▶ _WORK TO COMPLETE_
Rewrite all of the records, replacing each "compact form" with "short form" and keeping everything else the same. Omit the pictures.
── INFORMATION SHOWN ──
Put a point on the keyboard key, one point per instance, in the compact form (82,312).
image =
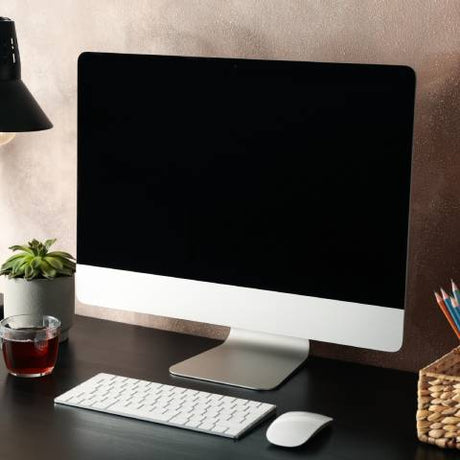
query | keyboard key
(166,404)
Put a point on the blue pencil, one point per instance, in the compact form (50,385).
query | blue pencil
(454,311)
(455,292)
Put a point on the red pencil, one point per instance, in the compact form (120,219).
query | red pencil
(443,307)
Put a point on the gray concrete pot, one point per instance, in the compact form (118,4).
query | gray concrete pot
(46,297)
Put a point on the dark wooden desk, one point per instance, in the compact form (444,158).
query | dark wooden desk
(374,409)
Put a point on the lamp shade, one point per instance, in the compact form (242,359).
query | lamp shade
(19,111)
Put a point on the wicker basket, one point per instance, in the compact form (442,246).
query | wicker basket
(438,414)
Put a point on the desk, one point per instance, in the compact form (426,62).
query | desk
(374,409)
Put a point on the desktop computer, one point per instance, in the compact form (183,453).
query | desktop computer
(268,196)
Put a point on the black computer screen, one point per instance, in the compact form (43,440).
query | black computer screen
(276,175)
───
▶ _TASK OUTPUT_
Put a point on the keyboard key, one point per instance, in the short form (82,312).
image =
query | keyboard key
(166,404)
Put a point on the blue pencil, one point per instance, in the short form (50,385).
query | blue pencil
(454,311)
(455,292)
Put a point on the red pencil, one point per instance, in the short form (120,219).
query | red pencil
(443,307)
Put a point on the gray concrete pot, one point per instance, in the short form (118,4).
query | gray concrete pot
(46,297)
Put a point on the dark wooden desk, one point per instance, in the short form (444,158).
query | dark wooden desk
(374,409)
Put a point on the lamp shade, one point per instance, in the short form (242,359).
query | lamp shade
(19,111)
Put a point on the wicker basket, one point per instance, in the short form (442,246).
query | wicker basket
(438,414)
Put a point on the desk, one point per instance, in the short form (426,62).
query | desk
(374,409)
Put a point on the desktop computer, one point per instance, in the short form (183,453).
query | desktop computer
(268,196)
Put a point on the black computer screen, one point per instance, in the short form (43,440).
query | black computer screen
(276,175)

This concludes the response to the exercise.